(Position annotation records)
--- begin ---
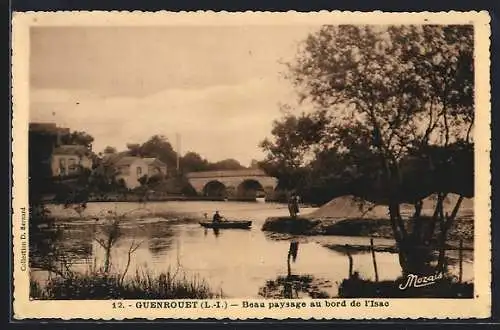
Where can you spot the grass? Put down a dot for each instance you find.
(143, 285)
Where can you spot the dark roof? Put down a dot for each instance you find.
(155, 161)
(126, 160)
(48, 128)
(72, 150)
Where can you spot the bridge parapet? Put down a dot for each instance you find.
(229, 173)
(232, 181)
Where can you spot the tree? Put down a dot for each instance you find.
(393, 93)
(295, 140)
(254, 164)
(158, 146)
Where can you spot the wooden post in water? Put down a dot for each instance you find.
(460, 258)
(350, 259)
(374, 259)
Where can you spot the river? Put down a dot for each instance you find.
(237, 263)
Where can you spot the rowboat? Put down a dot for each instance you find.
(227, 224)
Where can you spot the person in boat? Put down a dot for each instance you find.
(217, 217)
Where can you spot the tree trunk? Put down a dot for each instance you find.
(446, 223)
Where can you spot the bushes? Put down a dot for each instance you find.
(141, 286)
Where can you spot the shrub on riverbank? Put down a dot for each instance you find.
(141, 286)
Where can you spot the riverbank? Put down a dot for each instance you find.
(103, 286)
(461, 229)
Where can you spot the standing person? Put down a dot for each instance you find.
(293, 206)
(296, 199)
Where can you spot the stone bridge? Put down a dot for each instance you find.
(247, 184)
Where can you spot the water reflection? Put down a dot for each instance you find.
(241, 263)
(294, 286)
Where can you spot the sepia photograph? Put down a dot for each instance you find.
(252, 161)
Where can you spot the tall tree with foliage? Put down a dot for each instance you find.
(397, 95)
(295, 140)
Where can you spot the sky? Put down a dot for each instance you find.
(219, 88)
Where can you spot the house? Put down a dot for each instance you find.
(70, 159)
(156, 167)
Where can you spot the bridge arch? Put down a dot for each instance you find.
(237, 184)
(250, 188)
(214, 188)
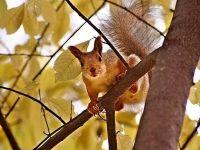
--- end ---
- [What the task requires]: Write out the lines of the material, starting with the line that contains "Where can you spot the bridge parapet?" and continuing through the end of the material, both ends included. Leave the pictures out of your copy.

- [Exercise result]:
Where can you spot the bridge parapet? Put down a dot for each instance you find.
(229, 173)
(232, 181)
Where can you spot the tree? Put down a dot for each instance you find.
(393, 93)
(295, 140)
(254, 164)
(158, 146)
Where can you spot the wooden post in water? Put down a dot for each instance you find.
(460, 258)
(350, 259)
(374, 259)
Where can you spot the river? Put down a dot for each instance you find.
(237, 263)
Where can you spot the rowboat? Put down a dot for each instance you find.
(227, 224)
Where can you spot the person in boat? Put down a dot for each instance you find.
(217, 217)
Where can you spot the tree trunk? Put down a dot for each instance you find.
(446, 223)
Where can you spot the bushes? Put down a dot for each instance you find.
(141, 286)
Where can you spot the shrub on riverbank? Put down a dot for each instance you find.
(141, 286)
Where can you spot the riverbank? Put down a dot for each instance you find.
(103, 286)
(461, 229)
Where can you spot the standing person? Put down a dot for each instance you find.
(293, 206)
(296, 199)
Where can you spot the stone bridge? Put down a dot for each instance you find.
(247, 184)
Where can you spot the water reflection? Put down a dot for each instance you find.
(241, 263)
(294, 286)
Where can you spot the sepia photograph? Put down a dot for each instance you find.
(252, 161)
Where can you spot the tall tree with foliage? Put down a dot for each instance you find.
(397, 95)
(295, 140)
Where can you spot the sky? Put down a dot for each instance you find.
(219, 88)
Where can you spot the house? Put down a dot for each instance you find.
(70, 159)
(156, 167)
Where can you spot the bridge arch? Put down a dot for each instance you find.
(237, 184)
(250, 188)
(214, 188)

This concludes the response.